**The data:**
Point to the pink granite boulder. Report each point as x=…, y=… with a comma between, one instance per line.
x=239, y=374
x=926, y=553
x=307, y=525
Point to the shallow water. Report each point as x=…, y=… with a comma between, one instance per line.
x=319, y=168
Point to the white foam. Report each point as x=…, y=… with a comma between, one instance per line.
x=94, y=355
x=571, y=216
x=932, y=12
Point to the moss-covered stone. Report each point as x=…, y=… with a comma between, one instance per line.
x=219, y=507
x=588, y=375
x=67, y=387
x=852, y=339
* * *
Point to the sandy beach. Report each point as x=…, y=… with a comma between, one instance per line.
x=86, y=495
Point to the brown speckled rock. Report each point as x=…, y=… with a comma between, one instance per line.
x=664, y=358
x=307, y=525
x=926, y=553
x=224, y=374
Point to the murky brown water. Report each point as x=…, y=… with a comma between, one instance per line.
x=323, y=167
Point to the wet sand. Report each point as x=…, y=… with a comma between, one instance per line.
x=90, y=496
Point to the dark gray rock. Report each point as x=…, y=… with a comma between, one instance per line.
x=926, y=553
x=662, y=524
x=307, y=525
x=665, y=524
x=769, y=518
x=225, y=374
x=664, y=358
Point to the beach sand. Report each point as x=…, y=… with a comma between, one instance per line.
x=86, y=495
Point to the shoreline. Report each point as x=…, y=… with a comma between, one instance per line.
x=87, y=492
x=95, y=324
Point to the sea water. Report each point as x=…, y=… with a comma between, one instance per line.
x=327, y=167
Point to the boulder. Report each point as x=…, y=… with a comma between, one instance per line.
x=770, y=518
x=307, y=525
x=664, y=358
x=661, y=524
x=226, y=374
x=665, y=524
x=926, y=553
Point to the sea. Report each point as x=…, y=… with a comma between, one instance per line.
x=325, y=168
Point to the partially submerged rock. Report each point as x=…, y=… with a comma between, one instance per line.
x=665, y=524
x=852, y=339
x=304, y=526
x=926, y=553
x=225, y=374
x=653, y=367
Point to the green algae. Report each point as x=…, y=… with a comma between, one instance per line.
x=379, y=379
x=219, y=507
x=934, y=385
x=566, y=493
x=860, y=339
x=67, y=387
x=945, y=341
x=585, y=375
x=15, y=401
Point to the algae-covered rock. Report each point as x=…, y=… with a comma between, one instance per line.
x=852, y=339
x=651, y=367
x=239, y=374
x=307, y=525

**Requirement:** Return verbatim the lines above starting at the line containing "Point to the pink" and ending at the line containing "x=319, y=168", with both of those lines included.

**The solution:**
Point to the pink granite boulder. Report each point as x=…, y=… with a comma between, one instance per line.
x=239, y=374
x=926, y=553
x=307, y=525
Point to the shallow water. Report each point as x=…, y=… with a comma between, one instance per line.
x=319, y=168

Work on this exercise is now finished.